- [EXERCISE INSTRUCTIONS]: List every line of the records that contains the word "bottom".

- [A run of records]:
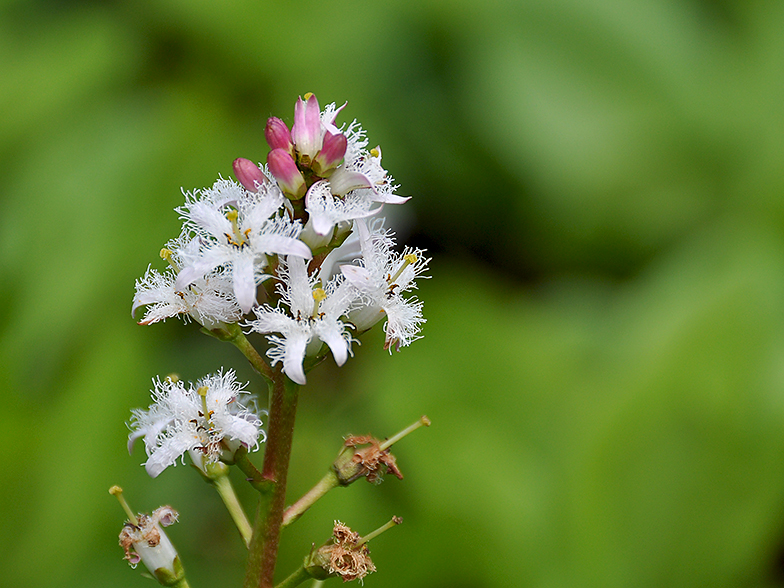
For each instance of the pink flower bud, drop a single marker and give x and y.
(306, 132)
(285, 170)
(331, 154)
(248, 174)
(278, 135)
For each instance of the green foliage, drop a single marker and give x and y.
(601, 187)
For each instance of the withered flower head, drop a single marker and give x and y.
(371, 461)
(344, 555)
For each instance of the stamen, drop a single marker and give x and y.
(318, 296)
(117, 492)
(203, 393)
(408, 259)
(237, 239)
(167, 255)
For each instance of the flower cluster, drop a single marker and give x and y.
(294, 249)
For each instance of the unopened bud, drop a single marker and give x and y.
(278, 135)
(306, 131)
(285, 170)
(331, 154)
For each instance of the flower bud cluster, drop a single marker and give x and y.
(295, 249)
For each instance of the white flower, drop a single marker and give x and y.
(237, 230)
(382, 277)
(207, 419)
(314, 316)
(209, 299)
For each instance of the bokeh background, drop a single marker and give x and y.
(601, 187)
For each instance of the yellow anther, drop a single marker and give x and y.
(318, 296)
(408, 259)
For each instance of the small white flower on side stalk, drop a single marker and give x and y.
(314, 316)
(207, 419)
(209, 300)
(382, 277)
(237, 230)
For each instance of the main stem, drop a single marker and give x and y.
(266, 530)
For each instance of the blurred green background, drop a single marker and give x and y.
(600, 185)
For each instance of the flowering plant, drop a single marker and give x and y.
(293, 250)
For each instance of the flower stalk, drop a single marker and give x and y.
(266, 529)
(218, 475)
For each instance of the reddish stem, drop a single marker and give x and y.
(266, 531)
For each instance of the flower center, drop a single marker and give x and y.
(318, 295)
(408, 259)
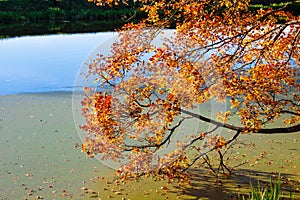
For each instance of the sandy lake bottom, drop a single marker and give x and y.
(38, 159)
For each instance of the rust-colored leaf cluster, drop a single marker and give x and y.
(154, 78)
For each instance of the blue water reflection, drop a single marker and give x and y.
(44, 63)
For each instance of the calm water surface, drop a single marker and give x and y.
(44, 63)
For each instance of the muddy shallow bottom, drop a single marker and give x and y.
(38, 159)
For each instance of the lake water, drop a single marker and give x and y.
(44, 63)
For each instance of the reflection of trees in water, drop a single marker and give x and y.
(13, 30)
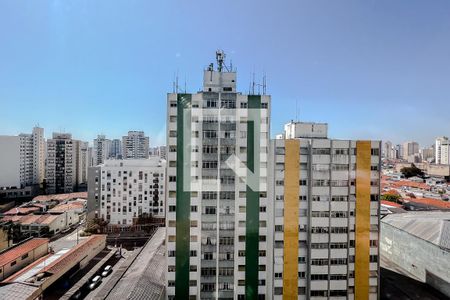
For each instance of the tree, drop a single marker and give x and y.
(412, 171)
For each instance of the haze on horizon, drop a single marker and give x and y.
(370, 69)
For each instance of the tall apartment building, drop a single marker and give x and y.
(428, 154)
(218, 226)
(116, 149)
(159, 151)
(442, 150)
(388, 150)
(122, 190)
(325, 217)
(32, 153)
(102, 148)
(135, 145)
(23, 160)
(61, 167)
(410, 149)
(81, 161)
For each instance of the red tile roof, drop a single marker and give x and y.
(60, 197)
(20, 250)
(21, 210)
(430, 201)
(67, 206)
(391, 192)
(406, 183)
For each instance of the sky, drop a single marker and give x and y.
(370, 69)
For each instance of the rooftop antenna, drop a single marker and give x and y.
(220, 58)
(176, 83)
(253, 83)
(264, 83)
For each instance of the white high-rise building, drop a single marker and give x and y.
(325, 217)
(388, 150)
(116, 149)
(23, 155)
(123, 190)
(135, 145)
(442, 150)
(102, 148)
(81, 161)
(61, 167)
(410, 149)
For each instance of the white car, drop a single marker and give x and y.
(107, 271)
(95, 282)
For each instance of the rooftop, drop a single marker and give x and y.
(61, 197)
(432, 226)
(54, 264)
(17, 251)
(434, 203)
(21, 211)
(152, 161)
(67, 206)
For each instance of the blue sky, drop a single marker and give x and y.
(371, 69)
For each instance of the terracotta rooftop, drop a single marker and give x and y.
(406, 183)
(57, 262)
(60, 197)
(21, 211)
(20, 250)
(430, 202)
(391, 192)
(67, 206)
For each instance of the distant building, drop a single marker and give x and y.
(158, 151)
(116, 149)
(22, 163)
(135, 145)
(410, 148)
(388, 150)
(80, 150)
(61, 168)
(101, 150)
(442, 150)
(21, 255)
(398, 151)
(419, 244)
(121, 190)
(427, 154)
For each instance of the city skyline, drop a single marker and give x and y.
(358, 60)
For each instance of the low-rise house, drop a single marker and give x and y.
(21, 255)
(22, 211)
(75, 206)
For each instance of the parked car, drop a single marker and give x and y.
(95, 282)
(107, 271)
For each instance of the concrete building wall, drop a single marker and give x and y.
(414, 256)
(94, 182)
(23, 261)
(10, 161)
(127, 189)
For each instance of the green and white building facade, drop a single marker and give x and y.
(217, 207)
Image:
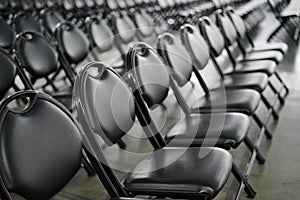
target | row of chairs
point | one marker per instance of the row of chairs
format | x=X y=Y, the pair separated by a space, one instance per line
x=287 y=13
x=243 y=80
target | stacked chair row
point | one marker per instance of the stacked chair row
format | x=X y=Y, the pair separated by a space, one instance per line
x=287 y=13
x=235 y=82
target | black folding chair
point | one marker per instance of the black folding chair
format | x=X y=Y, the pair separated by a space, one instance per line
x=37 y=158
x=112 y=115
...
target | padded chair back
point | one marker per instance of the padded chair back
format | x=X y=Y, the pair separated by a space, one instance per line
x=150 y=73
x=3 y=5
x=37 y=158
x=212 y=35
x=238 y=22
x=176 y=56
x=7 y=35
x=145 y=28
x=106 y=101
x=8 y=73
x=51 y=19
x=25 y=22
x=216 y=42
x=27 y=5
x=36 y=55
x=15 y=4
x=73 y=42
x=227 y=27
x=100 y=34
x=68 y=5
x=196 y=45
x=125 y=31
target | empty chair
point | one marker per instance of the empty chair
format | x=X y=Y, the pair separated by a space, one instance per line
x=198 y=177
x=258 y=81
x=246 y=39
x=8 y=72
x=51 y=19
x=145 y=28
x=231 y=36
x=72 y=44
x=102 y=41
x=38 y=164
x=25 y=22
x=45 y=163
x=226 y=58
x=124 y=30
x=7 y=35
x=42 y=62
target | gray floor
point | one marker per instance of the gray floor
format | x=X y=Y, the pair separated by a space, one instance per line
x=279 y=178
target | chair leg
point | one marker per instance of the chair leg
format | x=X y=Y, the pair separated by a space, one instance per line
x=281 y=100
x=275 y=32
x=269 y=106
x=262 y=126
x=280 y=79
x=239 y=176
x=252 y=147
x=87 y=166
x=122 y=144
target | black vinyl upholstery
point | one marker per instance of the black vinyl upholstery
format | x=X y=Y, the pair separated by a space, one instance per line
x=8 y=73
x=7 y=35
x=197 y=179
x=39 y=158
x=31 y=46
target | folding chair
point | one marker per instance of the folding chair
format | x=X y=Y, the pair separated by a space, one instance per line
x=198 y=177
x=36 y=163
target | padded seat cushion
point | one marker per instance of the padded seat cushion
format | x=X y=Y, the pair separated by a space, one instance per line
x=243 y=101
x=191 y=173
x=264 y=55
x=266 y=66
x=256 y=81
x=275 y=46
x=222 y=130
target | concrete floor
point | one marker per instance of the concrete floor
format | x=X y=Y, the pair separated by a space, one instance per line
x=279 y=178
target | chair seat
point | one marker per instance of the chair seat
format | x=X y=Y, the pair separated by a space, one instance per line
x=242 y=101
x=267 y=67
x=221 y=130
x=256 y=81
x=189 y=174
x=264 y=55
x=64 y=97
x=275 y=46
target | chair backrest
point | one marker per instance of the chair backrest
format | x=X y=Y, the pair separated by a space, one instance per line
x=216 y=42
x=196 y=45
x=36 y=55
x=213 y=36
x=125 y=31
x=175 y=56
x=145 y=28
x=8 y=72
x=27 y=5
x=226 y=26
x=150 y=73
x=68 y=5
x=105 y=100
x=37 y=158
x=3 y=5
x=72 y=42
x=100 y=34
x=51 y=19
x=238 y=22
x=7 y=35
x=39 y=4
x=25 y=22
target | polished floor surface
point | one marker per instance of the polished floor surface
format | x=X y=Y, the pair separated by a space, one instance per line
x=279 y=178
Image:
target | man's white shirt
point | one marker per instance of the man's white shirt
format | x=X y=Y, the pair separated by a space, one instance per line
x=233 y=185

- [SOLUTION]:
For each instance of the sandy lake bottom, drop a single marker and give x and y.
For each instance of the muddy shallow bottom, drop a single marker and give x and y.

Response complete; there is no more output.